DOCUMENT EXTRACT ->
%%
The impunity that representatives of our government feel at abetting this slaughter should be revealed as an illusion, then. The impunity we see is the worst for those of us in immediate proximity to the genocidaires. A surgeon who treated victims of the Mayan genocide by the Guatemalan state recounts an instance in which he was operating on a patient who’d been critically injured during a massacre when, suddenly, armed gunmen entered the room and shot the patient to death on his operating table, laughing as they killed him. The physician said the worst part was seeing the killers, well known to him, openly swagger down local streets in the years after.
Elsewhere a man of conscience once attempted to throw Robert McNamara off a Martha’s Vineyard-bound ferry into the sea, incensed at the same impunity and arrogance he saw in that butcher of Vietnam as he sat in the ferry’s lounge laughing with friends. The man took issue with McNamara’s “very posture, telling you, ‘My history is fine, and I can be slumped over a bar like this with my good friend Ralph here and you’ll have to lump it.'” The man did not succeed in heaving McNamara off a catwalk into the water, the former secretary of state managed to cling to the railing and clamber back to his feet, but the assailant explicated the value of the attempt by saying “Well, I got him outside, just the two of us, and suddenly his history wasn’t so fine, was it?”
%%
DATASET CONTENT ->
%%
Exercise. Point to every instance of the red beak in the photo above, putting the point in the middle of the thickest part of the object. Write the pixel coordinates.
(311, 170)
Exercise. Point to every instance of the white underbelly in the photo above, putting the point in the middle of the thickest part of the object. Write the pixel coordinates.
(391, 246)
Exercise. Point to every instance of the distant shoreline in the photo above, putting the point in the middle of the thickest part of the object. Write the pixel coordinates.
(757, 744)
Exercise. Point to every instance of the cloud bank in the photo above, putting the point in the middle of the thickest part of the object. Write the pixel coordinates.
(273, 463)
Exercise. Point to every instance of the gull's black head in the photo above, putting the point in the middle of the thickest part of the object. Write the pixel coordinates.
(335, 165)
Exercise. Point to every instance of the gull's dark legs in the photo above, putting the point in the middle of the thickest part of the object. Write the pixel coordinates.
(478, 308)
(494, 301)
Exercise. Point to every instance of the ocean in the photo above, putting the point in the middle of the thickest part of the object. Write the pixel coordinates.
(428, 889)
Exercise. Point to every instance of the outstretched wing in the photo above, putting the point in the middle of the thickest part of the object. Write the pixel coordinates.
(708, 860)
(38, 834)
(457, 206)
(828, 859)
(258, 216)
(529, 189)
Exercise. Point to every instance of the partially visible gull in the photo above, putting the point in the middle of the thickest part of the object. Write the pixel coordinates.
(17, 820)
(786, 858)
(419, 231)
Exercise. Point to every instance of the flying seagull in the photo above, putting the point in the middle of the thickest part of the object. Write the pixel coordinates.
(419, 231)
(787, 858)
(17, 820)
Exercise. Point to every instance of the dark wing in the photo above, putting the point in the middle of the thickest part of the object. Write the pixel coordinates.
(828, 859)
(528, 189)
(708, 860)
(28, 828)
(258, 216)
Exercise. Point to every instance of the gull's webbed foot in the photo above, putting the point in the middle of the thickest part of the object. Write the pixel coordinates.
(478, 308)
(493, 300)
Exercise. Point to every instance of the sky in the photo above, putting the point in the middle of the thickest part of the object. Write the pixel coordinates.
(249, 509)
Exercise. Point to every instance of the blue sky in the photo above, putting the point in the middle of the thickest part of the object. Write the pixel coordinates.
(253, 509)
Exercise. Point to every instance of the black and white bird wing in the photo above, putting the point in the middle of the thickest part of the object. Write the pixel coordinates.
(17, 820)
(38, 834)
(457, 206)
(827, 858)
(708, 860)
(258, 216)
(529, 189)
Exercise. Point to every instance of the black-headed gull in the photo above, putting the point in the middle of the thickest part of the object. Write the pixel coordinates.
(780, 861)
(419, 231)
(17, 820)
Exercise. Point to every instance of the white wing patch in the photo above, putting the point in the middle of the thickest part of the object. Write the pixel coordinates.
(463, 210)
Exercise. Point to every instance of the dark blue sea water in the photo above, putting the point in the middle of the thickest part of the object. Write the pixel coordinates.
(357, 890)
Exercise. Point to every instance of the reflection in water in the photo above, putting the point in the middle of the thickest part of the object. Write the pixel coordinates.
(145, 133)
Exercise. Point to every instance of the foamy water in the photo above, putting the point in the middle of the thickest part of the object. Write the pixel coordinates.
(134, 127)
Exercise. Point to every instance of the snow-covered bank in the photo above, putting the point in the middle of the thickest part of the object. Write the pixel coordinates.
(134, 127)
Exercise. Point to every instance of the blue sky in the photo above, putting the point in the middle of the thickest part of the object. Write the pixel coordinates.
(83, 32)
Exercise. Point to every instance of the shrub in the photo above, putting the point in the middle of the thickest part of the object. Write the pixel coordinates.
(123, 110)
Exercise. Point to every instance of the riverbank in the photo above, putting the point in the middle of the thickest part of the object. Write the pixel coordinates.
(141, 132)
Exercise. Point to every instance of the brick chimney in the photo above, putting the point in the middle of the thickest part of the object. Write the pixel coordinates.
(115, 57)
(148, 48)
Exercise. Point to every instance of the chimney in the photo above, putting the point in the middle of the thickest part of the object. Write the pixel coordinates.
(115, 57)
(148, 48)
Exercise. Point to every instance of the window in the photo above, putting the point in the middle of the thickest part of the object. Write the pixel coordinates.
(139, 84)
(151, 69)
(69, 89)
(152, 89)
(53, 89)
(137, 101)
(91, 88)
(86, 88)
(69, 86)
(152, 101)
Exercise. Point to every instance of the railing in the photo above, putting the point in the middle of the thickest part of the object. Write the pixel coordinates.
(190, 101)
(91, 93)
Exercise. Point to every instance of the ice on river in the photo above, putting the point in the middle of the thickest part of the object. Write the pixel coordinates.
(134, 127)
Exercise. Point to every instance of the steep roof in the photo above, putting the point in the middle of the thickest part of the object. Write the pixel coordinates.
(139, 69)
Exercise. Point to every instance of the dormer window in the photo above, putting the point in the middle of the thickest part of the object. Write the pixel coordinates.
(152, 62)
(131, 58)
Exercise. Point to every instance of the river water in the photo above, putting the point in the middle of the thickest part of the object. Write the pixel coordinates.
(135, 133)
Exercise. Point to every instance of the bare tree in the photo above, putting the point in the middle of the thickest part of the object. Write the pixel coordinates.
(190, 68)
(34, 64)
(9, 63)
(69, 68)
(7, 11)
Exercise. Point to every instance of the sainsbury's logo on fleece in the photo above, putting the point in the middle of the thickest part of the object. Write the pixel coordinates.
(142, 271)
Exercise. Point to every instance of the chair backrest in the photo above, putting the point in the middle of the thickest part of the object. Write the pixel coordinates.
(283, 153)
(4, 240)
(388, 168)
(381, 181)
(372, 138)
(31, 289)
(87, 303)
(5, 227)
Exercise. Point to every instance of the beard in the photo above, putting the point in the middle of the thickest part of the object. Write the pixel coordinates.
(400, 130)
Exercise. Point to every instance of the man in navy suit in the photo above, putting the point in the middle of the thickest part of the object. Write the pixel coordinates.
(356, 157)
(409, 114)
%%
TASKS TO COMPLETE ->
1. Answer these from the impunity passage:
(a) What were the gunmen doing as they shot the patient on the operating table?
(b) Where was the ferry carrying McNamara bound?
(c) How did McNamara avoid going into the water?
2. Retype the section of the impunity passage starting with "The impunity that" and going on through "the years after.".
The data is not needed for what follows and can be ignored.

ANSWERS BELOW ->
1.
(a) They were laughing.
(b) Martha's Vineyard.
(c) He clung to the railing and clambered back to his feet.

2.
The impunity that representatives of our government feel at abetting this slaughter should be revealed as an illusion, then. The impunity we see is the worst for those of us in immediate proximity to the genocidaires. A surgeon who treated victims of the Mayan genocide by the Guatemalan state recounts an instance in which he was operating on a patient who’d been critically injured during a massacre when, suddenly, armed gunmen entered the room and shot the patient to death on his operating table, laughing as they killed him. The physician said the worst part was seeing the killers, well known to him, openly swagger down local streets in the years after.